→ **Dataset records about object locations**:
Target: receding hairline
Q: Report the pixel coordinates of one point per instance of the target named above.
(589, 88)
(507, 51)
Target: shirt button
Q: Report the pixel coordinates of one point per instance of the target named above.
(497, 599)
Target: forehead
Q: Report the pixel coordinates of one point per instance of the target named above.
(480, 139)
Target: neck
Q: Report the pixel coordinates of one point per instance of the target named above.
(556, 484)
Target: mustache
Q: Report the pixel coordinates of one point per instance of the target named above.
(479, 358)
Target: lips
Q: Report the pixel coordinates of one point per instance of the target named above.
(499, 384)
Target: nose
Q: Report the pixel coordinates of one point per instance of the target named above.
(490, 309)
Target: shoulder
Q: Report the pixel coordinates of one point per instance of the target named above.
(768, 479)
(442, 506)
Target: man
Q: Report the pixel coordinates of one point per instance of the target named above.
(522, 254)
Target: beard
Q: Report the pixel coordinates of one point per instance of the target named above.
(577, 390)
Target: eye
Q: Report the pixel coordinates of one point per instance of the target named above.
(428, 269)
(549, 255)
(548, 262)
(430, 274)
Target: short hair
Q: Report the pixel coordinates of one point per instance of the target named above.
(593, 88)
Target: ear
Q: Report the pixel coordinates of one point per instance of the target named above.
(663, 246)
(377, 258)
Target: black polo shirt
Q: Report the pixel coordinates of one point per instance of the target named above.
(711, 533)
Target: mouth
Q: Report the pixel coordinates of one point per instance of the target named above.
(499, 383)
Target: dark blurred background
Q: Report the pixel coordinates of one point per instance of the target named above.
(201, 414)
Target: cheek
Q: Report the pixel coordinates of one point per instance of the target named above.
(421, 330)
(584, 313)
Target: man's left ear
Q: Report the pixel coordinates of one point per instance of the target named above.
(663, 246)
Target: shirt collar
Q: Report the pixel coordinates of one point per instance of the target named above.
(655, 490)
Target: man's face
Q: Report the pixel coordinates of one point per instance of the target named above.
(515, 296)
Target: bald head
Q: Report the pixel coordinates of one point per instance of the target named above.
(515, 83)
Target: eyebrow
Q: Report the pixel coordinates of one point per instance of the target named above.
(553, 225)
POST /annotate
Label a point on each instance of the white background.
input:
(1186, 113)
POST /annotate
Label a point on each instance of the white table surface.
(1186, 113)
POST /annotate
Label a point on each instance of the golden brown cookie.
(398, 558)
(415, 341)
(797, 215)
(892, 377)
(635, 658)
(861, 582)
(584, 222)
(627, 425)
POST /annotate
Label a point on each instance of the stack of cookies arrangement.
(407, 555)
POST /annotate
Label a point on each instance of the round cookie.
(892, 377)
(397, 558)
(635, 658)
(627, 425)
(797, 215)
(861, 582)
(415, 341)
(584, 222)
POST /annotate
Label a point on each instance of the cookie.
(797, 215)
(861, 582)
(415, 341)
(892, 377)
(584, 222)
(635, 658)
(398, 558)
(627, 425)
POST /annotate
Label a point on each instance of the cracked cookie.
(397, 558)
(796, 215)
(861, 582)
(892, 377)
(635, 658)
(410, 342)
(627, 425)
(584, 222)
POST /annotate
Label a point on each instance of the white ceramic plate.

→ **WRITTEN INSTRUCTION**:
What needs duplicating is the run of lines from the one containing "Target: shirt collar" through the last line of the entries above, exact and complete.

→ **RESPONSE FOR THIS EXERCISE**:
Target: shirt collar
Q: Report the pixel coordinates of one point per instance of the target named above.
(655, 490)
Target: man's face
Q: Report the pixel coordinates of one point per instance of the target named above.
(515, 296)
Target: bald head
Q: Report the pixel coordinates of one point per instance of the target named above.
(515, 83)
Target: eyebrow
Q: Report the pixel coordinates of one point per instance of the target named above.
(553, 225)
POST /annotate
Label a point on each instance of the white background.
input:
(1186, 113)
POST /annotate
Label a point on each instance of the white table surface.
(1186, 113)
POST /annotate
Label a point on each instance of the golden brown cookie.
(398, 558)
(415, 341)
(797, 215)
(892, 377)
(635, 658)
(861, 582)
(584, 222)
(627, 425)
POST /annotate
Label a point on each instance of the stack of cookies arrangement.
(407, 555)
POST /annotate
Label a point on each instance of the round cookie.
(892, 377)
(397, 558)
(635, 658)
(627, 425)
(797, 215)
(861, 582)
(415, 341)
(584, 222)
POST /annotate
Label a point on each instance of the cookie.
(797, 215)
(861, 582)
(415, 341)
(892, 377)
(584, 222)
(635, 658)
(398, 558)
(627, 425)
POST /annotate
Label a point on each instance of the cracked cookie.
(397, 558)
(796, 215)
(861, 582)
(892, 377)
(635, 658)
(410, 342)
(627, 425)
(584, 222)
POST /annotate
Label a point on each instance of the white ceramic plate.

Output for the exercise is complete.